# DATA271 Final Project - California Call for Service Analysis

---

## Research Details

---

### Introducing the Problem
I'll be performing a statistical investigative process to explore and analyze police call-for-service data in conjunction with meteorologic and demographic datasets to identify trends that can inform alternative policing models and highlight potential overallocations of resources in certain district areas. Paired with general census-collected information, weather reports, and similar contextual data, this project will aim to identify patterns and use them to determine common stressors and causes behind the influx of emergency service requests.

---

### Addressing the Problem
My approach will involve joining datasets on their dates to analyze time series across years, looking for patterns and distributions of calls and weather readings, and finding correlations between attributes that can help us anticipate problems using data-driven insights. This aims to avoid overwhelming the public with a presence that can be counterproductive—especially in the era of police brutality and avoidable encounters involving individuals reporting non-violent crimes who may not receive proper care or treatment.

The analysis should support municipal governments and police agencies by helping reduce resource and labor costs through more effective resource allocation. The goal is to provide actionable statistics that motivate agencies to reconsider how officers are distributed and how certain calls are addressed. We can also support this by identifying correlations between call types and environmental or demographic factors to help build profiles of neighborhoods or districts that vary across cities, counties, and states. Below are some articles that elaborate further and show how others have tackled similar problems:

- [Medium article about alternative policing models for non-violent calls](https://londonbreed.medium.com/alternatives-to-police-for-responding-to-non-violent-911-calls-44c7d40ad9b1)
- [CNA article on alternative 911 dispatch models](https://www.cna.org/quick-looks/2022/alternative-911-dispatch-models)
- [Police Chief Magazine article about data-driven policing methods](https://www.policechiefmagazine.org/turning-point-policing-methods/)

---

### Analysis Breakdown
We ask the following questions before conducting our official exploratory data analysis:

- How can we use a data-driven strategy to reduce the physical presence of officers, lower labor and resource costs, and shorten dispatch times when dealing with nonviolent calls?
- How can we combine insights from these calls—including their characteristics and any reported alleged crimes—with general census and weather data to better allocate resources and determine the necessary equipment for specific districts or situations, thereby minimizing unnecessary costs and overly aggressive responses?
- Can we identify a clear correlation between the environmental factors of cities and counties and the nature or frequency of calls for service, enabling us to predict these calls with reasonable accuracy?

Our analysis will be broken down into the following stages, with specific techniques designed to help tell a meaningful and data-driven story:

1. **Explore Individual Datasets**  
   Perform exhaustive exploratory data analysis (EDA) on each dataset individually—transforming variables, cleaning data, checking for missing values and outliers, and applying descriptive statistics to uncover underlying patterns. This includes identifying correlations between variables, exploring distribution shapes (e.g., bimodality), and applying statistical tests such as ANOVA, chi-squared tests, and bootstrapping where appropriate.

**Exercises:**
A: From the California call-for-service project text, write out the passage starting with "## Research Details" and going on through "emergency service requests.", substituting "climatological" for "meteorologic".
B: According to the California call-for-service project text, which statistical tests are to be applied during the first stage of the analysis?

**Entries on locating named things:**
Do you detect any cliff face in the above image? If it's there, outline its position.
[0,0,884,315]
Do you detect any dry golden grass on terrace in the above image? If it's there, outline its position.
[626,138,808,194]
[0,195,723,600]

**Written answers:**
A:
## Research Details

---

### Introducing the Problem
I'll be performing a statistical investigative process to explore and analyze police call-for-service data in conjunction with climatological and demographic datasets to identify trends that can inform alternative policing models and highlight potential overallocations of resources in certain district areas. Paired with general census-collected information, weather reports, and similar contextual data, this project will aim to identify patterns and use them to determine common stressors and causes behind the influx of emergency service requests.

B: ANOVA, chi-squared tests, and bootstrapping, where appropriate.